(Problem to work on) Only the lines from the one with "Segment fried dumpling." through the last belong in the output; print them exactly as given below.
### Records shown
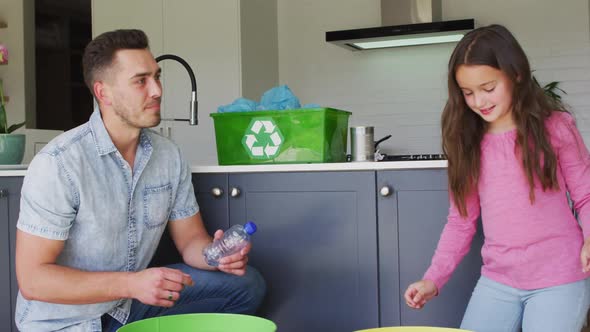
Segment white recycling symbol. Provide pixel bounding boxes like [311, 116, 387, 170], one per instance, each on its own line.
[242, 118, 284, 159]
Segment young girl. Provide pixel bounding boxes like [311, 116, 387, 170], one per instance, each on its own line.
[404, 24, 590, 332]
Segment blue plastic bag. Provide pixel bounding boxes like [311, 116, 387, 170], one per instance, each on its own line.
[257, 85, 301, 111]
[217, 85, 321, 113]
[217, 98, 259, 113]
[301, 103, 321, 109]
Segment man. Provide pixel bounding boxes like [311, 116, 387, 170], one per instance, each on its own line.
[15, 29, 265, 332]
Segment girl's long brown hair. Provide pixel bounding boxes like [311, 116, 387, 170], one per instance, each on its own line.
[442, 24, 566, 216]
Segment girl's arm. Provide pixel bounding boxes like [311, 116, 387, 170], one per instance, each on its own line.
[553, 113, 590, 237]
[422, 189, 481, 291]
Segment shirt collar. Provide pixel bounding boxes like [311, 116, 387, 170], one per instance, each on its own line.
[89, 106, 153, 156]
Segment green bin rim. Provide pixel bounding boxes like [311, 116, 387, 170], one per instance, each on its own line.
[116, 313, 277, 331]
[210, 107, 351, 117]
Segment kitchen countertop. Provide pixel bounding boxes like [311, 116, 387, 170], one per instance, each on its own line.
[0, 160, 447, 177]
[0, 164, 28, 177]
[190, 160, 447, 173]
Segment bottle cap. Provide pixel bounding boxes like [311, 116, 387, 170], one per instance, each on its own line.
[244, 221, 257, 235]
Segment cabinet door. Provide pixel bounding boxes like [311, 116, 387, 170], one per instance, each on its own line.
[1, 177, 24, 332]
[377, 170, 483, 328]
[150, 173, 229, 267]
[0, 179, 12, 331]
[193, 173, 229, 235]
[228, 171, 378, 332]
[8, 177, 23, 332]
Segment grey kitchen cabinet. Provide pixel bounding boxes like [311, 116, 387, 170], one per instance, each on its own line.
[0, 180, 11, 331]
[2, 169, 481, 331]
[185, 172, 380, 331]
[155, 171, 380, 331]
[227, 171, 379, 332]
[192, 173, 230, 235]
[150, 173, 230, 267]
[377, 169, 483, 328]
[1, 176, 24, 332]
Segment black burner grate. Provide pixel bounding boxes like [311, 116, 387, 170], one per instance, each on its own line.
[380, 154, 447, 161]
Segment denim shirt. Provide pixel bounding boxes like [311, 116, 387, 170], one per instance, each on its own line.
[15, 109, 199, 331]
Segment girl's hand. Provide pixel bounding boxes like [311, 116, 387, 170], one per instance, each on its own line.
[404, 280, 438, 309]
[581, 237, 590, 273]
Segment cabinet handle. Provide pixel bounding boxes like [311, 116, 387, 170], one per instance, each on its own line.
[230, 187, 241, 198]
[380, 186, 392, 197]
[210, 187, 224, 198]
[0, 189, 7, 198]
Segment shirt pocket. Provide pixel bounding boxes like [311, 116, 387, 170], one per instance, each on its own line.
[143, 183, 173, 229]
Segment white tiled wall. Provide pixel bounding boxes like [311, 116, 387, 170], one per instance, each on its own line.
[530, 43, 590, 141]
[277, 0, 590, 155]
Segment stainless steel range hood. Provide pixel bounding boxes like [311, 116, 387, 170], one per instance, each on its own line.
[326, 0, 474, 50]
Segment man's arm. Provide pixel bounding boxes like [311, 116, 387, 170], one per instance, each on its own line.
[16, 230, 192, 306]
[168, 212, 250, 275]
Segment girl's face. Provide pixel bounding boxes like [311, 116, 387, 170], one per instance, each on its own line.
[455, 64, 516, 133]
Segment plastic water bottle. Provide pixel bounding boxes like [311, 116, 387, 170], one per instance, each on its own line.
[202, 221, 257, 266]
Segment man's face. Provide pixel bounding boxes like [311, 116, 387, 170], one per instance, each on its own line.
[104, 49, 162, 129]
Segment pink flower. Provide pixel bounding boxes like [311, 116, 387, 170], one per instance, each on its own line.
[0, 44, 8, 64]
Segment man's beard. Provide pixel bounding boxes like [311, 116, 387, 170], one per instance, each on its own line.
[114, 104, 161, 129]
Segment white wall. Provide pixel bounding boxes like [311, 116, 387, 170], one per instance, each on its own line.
[92, 0, 242, 165]
[277, 0, 590, 155]
[240, 0, 279, 100]
[9, 1, 590, 164]
[92, 0, 280, 165]
[445, 0, 590, 141]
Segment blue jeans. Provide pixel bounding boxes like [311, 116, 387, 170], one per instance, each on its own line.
[101, 263, 266, 332]
[461, 276, 590, 332]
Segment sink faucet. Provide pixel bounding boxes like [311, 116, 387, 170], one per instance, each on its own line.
[155, 54, 198, 125]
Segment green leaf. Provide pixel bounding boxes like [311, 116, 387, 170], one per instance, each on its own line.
[544, 82, 558, 90]
[0, 103, 7, 134]
[533, 74, 567, 104]
[555, 86, 567, 95]
[7, 121, 26, 133]
[0, 96, 27, 134]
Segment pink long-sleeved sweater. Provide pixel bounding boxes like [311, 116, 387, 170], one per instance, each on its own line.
[424, 112, 590, 291]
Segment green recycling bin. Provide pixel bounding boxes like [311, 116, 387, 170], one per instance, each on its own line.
[210, 108, 351, 165]
[116, 313, 277, 332]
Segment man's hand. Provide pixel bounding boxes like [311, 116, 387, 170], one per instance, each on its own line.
[581, 237, 590, 273]
[404, 279, 438, 309]
[213, 229, 250, 276]
[130, 267, 194, 307]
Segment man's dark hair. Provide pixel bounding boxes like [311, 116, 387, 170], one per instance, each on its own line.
[82, 29, 149, 96]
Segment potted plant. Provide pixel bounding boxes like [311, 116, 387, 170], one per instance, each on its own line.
[533, 74, 567, 105]
[0, 78, 26, 164]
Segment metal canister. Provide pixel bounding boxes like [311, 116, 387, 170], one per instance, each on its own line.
[350, 126, 374, 162]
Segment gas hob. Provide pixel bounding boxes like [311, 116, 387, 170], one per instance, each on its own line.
[380, 154, 447, 161]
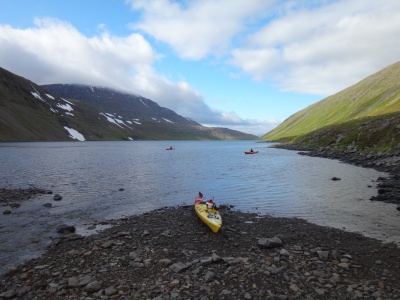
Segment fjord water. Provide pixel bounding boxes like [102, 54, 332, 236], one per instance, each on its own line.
[0, 140, 399, 274]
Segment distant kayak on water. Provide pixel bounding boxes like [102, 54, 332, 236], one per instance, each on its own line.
[166, 147, 174, 150]
[194, 192, 222, 233]
[245, 148, 258, 154]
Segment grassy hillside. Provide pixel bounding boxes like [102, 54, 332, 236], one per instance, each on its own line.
[287, 112, 400, 153]
[262, 61, 400, 141]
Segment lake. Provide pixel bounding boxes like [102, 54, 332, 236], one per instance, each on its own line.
[0, 140, 399, 275]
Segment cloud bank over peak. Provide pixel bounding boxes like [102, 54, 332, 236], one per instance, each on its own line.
[0, 17, 259, 132]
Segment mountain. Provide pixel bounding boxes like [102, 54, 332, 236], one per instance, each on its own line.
[0, 67, 256, 141]
[262, 61, 400, 142]
[42, 84, 199, 126]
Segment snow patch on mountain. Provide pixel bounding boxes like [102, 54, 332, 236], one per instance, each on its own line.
[57, 103, 73, 111]
[140, 99, 149, 108]
[31, 92, 44, 102]
[99, 112, 133, 129]
[64, 126, 85, 141]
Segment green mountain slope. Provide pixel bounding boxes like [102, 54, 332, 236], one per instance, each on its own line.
[261, 61, 400, 141]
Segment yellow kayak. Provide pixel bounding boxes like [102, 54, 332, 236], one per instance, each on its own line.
[194, 193, 222, 233]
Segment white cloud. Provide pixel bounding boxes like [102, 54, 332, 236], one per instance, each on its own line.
[126, 0, 273, 59]
[0, 18, 242, 132]
[230, 0, 400, 95]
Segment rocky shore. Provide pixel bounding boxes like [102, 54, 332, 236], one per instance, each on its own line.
[1, 192, 400, 299]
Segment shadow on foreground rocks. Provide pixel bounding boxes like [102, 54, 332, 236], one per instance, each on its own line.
[1, 204, 400, 299]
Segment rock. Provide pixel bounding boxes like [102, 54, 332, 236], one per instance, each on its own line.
[280, 248, 290, 256]
[211, 252, 222, 262]
[84, 280, 102, 292]
[258, 236, 283, 248]
[158, 258, 173, 268]
[9, 202, 20, 208]
[105, 286, 118, 296]
[317, 250, 329, 260]
[204, 270, 215, 282]
[223, 257, 241, 266]
[53, 194, 62, 201]
[199, 256, 213, 266]
[0, 289, 16, 299]
[3, 210, 11, 214]
[244, 292, 253, 299]
[331, 177, 341, 181]
[56, 224, 76, 234]
[169, 262, 189, 273]
[43, 203, 52, 208]
[101, 240, 114, 248]
[68, 277, 79, 287]
[78, 275, 96, 286]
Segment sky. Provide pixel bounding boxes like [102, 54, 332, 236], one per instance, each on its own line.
[1, 0, 400, 136]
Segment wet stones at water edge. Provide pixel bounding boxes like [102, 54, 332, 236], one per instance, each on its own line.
[0, 187, 52, 203]
[1, 187, 53, 214]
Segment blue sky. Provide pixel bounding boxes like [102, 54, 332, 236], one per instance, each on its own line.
[1, 0, 400, 135]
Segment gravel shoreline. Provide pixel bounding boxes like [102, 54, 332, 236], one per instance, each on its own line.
[1, 194, 400, 299]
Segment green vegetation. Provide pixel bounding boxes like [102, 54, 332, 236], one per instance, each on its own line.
[261, 61, 400, 144]
[285, 112, 400, 154]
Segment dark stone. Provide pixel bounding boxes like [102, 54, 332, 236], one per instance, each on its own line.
[53, 194, 62, 201]
[258, 236, 284, 248]
[9, 202, 21, 208]
[3, 210, 11, 215]
[331, 177, 341, 181]
[57, 225, 76, 234]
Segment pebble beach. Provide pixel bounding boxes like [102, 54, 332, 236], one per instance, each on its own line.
[1, 195, 400, 299]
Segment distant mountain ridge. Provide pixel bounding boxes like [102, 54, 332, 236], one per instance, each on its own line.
[0, 67, 256, 141]
[262, 61, 400, 141]
[42, 84, 199, 126]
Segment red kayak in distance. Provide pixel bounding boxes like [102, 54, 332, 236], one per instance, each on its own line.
[244, 150, 258, 154]
[166, 147, 175, 150]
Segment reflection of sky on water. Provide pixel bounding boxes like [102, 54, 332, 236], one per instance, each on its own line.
[0, 140, 398, 275]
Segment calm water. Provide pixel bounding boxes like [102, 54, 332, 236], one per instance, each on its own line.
[0, 140, 399, 275]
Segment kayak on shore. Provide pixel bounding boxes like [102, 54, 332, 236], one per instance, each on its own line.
[194, 192, 222, 233]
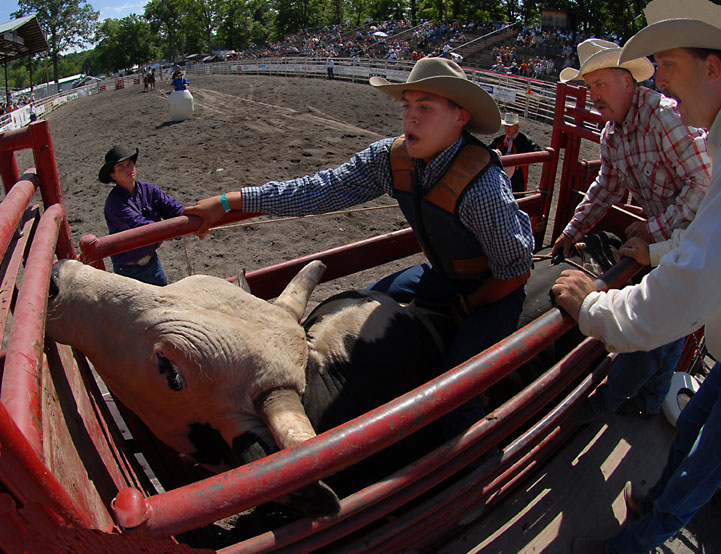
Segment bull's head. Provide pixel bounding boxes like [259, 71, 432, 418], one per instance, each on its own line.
[46, 259, 340, 517]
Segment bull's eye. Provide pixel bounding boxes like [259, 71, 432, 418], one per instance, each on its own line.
[48, 271, 60, 300]
[157, 355, 186, 391]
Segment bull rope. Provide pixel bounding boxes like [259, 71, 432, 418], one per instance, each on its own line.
[208, 204, 399, 232]
[532, 253, 603, 278]
[205, 190, 533, 234]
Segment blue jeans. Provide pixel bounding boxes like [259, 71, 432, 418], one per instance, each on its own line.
[113, 252, 168, 286]
[370, 263, 526, 438]
[587, 338, 684, 417]
[607, 362, 721, 554]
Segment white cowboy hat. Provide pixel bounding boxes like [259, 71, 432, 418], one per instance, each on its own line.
[559, 38, 655, 83]
[620, 0, 721, 64]
[370, 57, 500, 134]
[500, 112, 521, 126]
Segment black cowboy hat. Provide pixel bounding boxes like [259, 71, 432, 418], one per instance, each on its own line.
[99, 145, 139, 184]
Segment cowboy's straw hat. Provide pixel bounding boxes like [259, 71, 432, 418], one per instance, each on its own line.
[620, 0, 721, 64]
[370, 57, 500, 134]
[559, 38, 655, 83]
[500, 112, 521, 126]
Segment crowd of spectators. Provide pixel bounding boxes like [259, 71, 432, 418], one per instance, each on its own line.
[210, 18, 591, 84]
[487, 25, 587, 80]
[1, 92, 35, 117]
[229, 19, 509, 64]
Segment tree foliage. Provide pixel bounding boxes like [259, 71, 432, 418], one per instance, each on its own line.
[90, 16, 161, 73]
[11, 0, 99, 85]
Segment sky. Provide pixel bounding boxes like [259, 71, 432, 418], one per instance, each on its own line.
[1, 1, 147, 27]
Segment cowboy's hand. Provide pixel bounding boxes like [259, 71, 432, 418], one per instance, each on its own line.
[550, 270, 596, 321]
[624, 220, 652, 241]
[551, 232, 574, 263]
[619, 236, 651, 266]
[184, 196, 227, 239]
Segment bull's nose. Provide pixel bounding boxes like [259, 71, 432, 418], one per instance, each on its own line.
[49, 259, 70, 299]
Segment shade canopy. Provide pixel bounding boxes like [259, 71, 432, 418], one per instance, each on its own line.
[0, 15, 49, 64]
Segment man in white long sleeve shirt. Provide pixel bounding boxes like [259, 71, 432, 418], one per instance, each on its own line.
[552, 1, 721, 552]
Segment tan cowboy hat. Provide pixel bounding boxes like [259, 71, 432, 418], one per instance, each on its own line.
[500, 112, 521, 126]
[369, 57, 500, 134]
[620, 0, 721, 64]
[559, 38, 655, 83]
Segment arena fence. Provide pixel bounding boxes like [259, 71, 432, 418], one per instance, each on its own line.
[2, 58, 598, 134]
[181, 57, 564, 125]
[1, 82, 102, 134]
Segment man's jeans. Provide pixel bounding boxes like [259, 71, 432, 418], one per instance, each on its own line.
[370, 262, 526, 438]
[588, 338, 684, 417]
[113, 252, 168, 286]
[607, 362, 721, 553]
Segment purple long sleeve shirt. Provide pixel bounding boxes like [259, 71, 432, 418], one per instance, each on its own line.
[104, 179, 185, 266]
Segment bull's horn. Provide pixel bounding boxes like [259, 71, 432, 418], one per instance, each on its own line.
[255, 387, 341, 517]
[255, 387, 318, 449]
[273, 260, 326, 322]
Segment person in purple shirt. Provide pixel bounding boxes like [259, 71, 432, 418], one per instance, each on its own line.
[99, 145, 185, 285]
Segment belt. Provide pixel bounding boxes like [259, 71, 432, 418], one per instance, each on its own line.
[124, 254, 153, 266]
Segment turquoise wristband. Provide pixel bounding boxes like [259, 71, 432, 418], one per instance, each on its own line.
[219, 193, 231, 213]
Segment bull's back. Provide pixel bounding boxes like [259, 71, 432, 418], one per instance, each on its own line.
[301, 290, 454, 493]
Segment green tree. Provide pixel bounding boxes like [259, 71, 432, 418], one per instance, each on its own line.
[189, 0, 222, 54]
[145, 0, 190, 62]
[273, 0, 325, 39]
[12, 0, 99, 86]
[92, 16, 161, 73]
[217, 0, 247, 49]
[217, 0, 272, 50]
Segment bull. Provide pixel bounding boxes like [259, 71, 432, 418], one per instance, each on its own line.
[44, 235, 616, 520]
[45, 259, 456, 518]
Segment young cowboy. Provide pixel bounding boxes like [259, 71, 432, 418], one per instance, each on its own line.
[551, 0, 721, 551]
[100, 146, 185, 286]
[185, 58, 534, 435]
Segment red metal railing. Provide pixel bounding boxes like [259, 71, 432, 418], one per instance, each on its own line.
[109, 258, 641, 541]
[0, 121, 76, 260]
[1, 100, 665, 552]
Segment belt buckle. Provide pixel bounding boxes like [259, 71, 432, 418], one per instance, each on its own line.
[131, 254, 153, 266]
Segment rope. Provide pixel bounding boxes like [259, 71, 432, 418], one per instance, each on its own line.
[210, 204, 399, 231]
[208, 191, 541, 233]
[183, 236, 194, 276]
[533, 253, 601, 278]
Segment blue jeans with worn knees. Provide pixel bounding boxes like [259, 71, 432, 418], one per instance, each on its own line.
[607, 362, 721, 554]
[113, 252, 168, 286]
[370, 263, 526, 439]
[587, 337, 684, 417]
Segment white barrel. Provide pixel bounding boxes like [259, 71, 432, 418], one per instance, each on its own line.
[169, 89, 194, 121]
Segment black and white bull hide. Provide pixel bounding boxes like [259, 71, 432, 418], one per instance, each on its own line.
[45, 259, 455, 518]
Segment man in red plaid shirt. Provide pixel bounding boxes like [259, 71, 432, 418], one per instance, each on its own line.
[552, 39, 712, 425]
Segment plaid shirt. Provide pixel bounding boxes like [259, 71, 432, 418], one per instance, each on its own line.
[242, 134, 534, 280]
[564, 86, 711, 242]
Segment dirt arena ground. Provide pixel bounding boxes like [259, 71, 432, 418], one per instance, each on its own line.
[20, 74, 720, 553]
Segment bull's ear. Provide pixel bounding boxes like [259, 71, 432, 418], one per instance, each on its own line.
[237, 269, 251, 293]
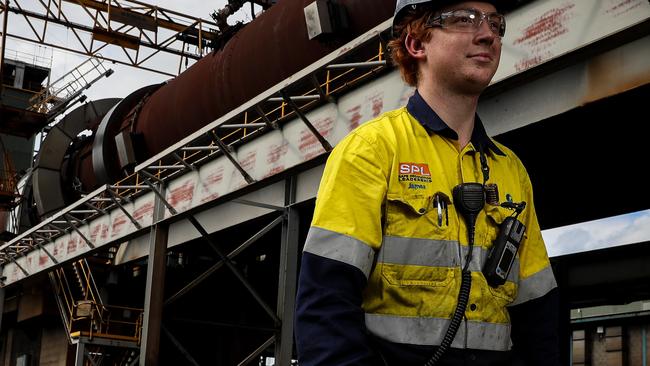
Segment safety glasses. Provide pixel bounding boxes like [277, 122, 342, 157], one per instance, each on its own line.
[426, 8, 506, 37]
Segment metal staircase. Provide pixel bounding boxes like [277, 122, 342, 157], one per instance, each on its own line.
[28, 57, 114, 117]
[49, 259, 143, 366]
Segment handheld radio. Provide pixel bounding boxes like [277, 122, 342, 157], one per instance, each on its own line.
[483, 215, 525, 287]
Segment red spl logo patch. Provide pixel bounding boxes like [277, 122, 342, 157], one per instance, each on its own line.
[399, 163, 431, 176]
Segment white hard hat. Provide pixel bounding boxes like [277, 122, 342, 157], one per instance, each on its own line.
[392, 0, 505, 36]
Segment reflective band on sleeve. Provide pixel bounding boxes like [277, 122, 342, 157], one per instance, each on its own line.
[365, 313, 512, 351]
[510, 265, 557, 306]
[304, 227, 376, 278]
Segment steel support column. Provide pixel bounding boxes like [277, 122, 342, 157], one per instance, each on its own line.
[274, 177, 299, 364]
[75, 341, 86, 366]
[642, 325, 647, 366]
[0, 0, 8, 91]
[0, 286, 4, 334]
[140, 184, 169, 366]
[2, 327, 12, 366]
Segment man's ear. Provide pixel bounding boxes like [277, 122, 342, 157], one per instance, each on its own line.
[405, 33, 427, 59]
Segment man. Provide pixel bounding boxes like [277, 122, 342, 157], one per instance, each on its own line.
[295, 1, 560, 365]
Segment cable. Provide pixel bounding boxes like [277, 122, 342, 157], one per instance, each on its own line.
[425, 183, 483, 366]
[424, 243, 473, 366]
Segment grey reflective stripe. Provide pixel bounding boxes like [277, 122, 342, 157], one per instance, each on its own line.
[510, 265, 557, 306]
[381, 236, 460, 267]
[303, 227, 375, 278]
[365, 313, 512, 351]
[380, 236, 520, 283]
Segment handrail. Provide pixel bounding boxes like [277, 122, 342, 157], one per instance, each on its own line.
[50, 260, 144, 344]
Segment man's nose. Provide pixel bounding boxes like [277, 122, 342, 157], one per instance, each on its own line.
[474, 20, 496, 45]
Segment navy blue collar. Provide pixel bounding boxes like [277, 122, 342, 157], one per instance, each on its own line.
[406, 90, 506, 156]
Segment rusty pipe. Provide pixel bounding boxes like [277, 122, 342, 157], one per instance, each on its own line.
[71, 0, 393, 200]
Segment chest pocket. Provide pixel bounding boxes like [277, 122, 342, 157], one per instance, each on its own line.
[381, 194, 456, 287]
[384, 194, 450, 239]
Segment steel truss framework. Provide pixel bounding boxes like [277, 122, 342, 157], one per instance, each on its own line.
[134, 176, 300, 365]
[0, 0, 220, 77]
[0, 18, 393, 364]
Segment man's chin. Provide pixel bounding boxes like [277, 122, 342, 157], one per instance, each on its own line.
[456, 78, 493, 95]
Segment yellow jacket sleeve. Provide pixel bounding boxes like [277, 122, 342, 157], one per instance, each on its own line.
[304, 126, 392, 276]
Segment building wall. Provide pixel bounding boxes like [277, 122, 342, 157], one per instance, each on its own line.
[38, 324, 69, 366]
[573, 322, 650, 366]
[627, 324, 650, 366]
[592, 326, 624, 366]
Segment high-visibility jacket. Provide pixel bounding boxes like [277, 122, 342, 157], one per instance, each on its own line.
[295, 91, 558, 365]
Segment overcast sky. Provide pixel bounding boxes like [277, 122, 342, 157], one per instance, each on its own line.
[543, 209, 650, 257]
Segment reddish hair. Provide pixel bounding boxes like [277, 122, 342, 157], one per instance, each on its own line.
[388, 8, 434, 87]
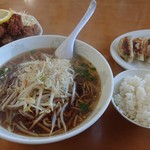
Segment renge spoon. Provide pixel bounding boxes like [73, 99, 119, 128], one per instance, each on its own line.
[55, 0, 97, 59]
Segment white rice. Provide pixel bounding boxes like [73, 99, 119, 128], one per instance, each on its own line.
[114, 74, 150, 127]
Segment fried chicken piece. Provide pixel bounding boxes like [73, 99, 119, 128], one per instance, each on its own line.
[0, 25, 6, 38]
[7, 14, 23, 37]
[22, 24, 39, 36]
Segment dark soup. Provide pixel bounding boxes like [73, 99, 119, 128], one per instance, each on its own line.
[0, 48, 101, 137]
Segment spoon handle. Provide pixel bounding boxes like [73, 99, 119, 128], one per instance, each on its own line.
[55, 0, 97, 59]
[68, 0, 96, 41]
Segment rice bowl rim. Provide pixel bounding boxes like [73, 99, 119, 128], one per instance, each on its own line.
[112, 69, 150, 129]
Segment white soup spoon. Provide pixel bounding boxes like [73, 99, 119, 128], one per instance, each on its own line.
[55, 0, 97, 59]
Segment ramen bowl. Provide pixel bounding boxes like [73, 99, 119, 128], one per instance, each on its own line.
[0, 35, 114, 144]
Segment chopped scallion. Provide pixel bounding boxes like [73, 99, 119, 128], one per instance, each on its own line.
[80, 103, 89, 113]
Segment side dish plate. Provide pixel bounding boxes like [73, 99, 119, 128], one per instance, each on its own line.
[110, 29, 150, 70]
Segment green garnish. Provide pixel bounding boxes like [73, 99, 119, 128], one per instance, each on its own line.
[82, 70, 91, 78]
[40, 75, 46, 82]
[30, 50, 36, 54]
[91, 67, 96, 71]
[80, 103, 89, 113]
[0, 67, 12, 78]
[90, 76, 96, 81]
[81, 63, 88, 68]
[75, 62, 97, 81]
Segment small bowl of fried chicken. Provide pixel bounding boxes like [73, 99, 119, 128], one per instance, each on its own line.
[0, 9, 43, 47]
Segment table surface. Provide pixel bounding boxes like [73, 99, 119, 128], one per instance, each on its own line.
[0, 0, 150, 149]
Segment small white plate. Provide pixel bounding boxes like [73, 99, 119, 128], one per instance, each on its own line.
[112, 69, 150, 128]
[110, 29, 150, 70]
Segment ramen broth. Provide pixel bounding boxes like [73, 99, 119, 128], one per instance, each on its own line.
[0, 48, 101, 137]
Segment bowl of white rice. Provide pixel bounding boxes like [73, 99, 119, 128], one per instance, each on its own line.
[112, 69, 150, 128]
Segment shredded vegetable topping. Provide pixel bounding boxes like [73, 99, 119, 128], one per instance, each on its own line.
[14, 57, 75, 112]
[15, 11, 38, 26]
[1, 55, 75, 134]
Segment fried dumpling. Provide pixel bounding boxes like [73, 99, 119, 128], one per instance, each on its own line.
[133, 37, 147, 61]
[118, 36, 134, 63]
[144, 39, 150, 63]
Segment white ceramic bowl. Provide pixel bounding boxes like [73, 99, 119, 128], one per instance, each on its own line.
[112, 69, 150, 128]
[0, 35, 113, 144]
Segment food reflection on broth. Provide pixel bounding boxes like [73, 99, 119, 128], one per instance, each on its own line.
[0, 48, 101, 137]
######
(Exercise solution)
Segment fried dumpling. Provide pixel bounding boxes like [73, 99, 119, 128], one per instance, each on its own line.
[133, 37, 147, 61]
[118, 36, 134, 63]
[144, 39, 150, 63]
Segment white ceramic bowl. Provide pixel bounding boxes like [73, 99, 119, 128], one per instance, each on its own line.
[112, 69, 150, 128]
[0, 35, 113, 144]
Segment food reflection on broth. Provide pixel bounding boxes like [73, 99, 119, 128], one per instance, each on its own line.
[0, 48, 101, 137]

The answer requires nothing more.